(TEXT BLOCK Opens)

And whatever you do, don’t forget my f#$%ing jacket: how paramedics cope with trauma.

“A paramedic? Oh, you must see some terrible things!”

It’s kinda the first response line people give you when you answer that small talk question of “what do you do for a living”. The far bigger question being posed across the emergency services industries is how do first responders cope with trauma?

Because it’s true; we do see some terrible things. Whether it’s the bleeding body, the distraught family member or the victim who has suffered years of abuse: we hear horrible stories, see disturbing things and meet tortured people.

It’s an occupational hazard. If you believe the numbers that are coming out at the moment, odds are by the time we end our careers whether its in 5 years or 50, we’ll all have PTSD to at least some small degree. As someone who’s only been in the job 18 months I can tell you now that I’ve already got my own share of mental images to repress when someone asks the question “what’s the worst thing you’ve seen?”

So how do paramedics and other first responders deal with trauma?

(TEXT BLOCK Closes)

**TASK SET**
a) Rewrite the paragraph of the essay on paramedics and trauma that begins "It's an occupational hazard" in two or three shorter sentences, keeping its main facts.
b) Write the next part of the essay on how paramedics cope with trauma, starting after its final question.

(AVAILABLE DATA Opens)

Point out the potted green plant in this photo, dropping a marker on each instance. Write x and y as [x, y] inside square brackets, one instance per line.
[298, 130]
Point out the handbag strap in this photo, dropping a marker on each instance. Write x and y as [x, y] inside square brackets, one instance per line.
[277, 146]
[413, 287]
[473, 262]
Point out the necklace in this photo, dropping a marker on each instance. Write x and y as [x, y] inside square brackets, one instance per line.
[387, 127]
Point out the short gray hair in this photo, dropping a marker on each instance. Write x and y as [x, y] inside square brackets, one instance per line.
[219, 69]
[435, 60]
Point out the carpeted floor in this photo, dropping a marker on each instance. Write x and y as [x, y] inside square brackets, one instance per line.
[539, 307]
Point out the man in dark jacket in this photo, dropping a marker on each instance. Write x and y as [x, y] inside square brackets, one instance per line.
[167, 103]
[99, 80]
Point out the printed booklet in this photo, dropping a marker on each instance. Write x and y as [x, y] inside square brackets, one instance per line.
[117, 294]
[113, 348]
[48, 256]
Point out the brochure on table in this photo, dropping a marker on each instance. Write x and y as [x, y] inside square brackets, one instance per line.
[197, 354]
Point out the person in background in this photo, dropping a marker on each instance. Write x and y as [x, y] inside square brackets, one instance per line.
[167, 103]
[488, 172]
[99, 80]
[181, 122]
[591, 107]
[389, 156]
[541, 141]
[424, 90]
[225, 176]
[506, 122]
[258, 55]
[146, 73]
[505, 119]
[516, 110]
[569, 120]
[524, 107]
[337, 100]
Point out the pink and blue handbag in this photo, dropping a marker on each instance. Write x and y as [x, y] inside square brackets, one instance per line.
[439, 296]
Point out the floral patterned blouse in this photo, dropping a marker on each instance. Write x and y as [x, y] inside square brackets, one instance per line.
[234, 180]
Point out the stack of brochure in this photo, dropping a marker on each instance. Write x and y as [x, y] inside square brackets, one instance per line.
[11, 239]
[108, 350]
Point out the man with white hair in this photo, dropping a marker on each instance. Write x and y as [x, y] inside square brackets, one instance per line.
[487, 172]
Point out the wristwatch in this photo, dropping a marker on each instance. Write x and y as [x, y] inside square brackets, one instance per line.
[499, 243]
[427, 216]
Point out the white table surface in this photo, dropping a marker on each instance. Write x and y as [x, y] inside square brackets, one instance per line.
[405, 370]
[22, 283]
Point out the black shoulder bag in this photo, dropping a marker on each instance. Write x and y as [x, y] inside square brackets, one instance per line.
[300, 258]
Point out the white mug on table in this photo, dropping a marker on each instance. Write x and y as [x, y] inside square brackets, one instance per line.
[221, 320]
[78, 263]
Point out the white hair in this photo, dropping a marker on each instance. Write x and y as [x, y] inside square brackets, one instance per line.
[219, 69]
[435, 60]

(AVAILABLE DATA Closes)

**TASK ANSWERS**
a) Trauma is an occupational hazard for paramedics. Current numbers suggest that by the end of a career, whether 5 years or 50, everyone will have at least some degree of PTSD. After only 18 months on the job, the writer already has mental images to repress whenever asked about the worst thing seen.

b)
To explain I’m going to tell you about Steve.

Early on Steve sat me down: “Any day now you’re going to walk into a room and there’s going to be crap everywhere. You’ll have no idea whats going on or how it got to this point. Then you and your team whether it’s two or four or whatever, are going to take that problem, punch it in the face, follow your protocols and solve it one little bit at a time. There will still be crap everywhere. By the time you get to hospital you may still not have any idea what the hell just happened. But you’ll manage it, handover to the doctors, walk outta ED and high five each other ’cause you’re freakin’ awesome. Then you’ll spend the next 10 minutes to 10 years talking through that job with those other guys, your clinical support team, your friends whoever.

And in summary, that’s it. That’s how we deal.

But perhaps the biggest aspect of this grand plan that Steve forgot to mention was the externalisation. See when Steve and I were crammed in a bedroom with 2 other ambos and a student on her first day placement, trying to manage the airway of a guy who’d attempted to hang himself, crushed his trachea and started seizing just to make things interesting, we weren’t thinking about how this patient was a father, a partner, a son. We didn’t contemplate what effects this may have if he survived (at least not then). We saw him as a patient, not a person. We made jokes (in typical dark humor). We checked how our student was coping. We made sure we were following our guidelines. We could do anything we wanted except mention or refer in anyway to the fact that this patient was actually a person.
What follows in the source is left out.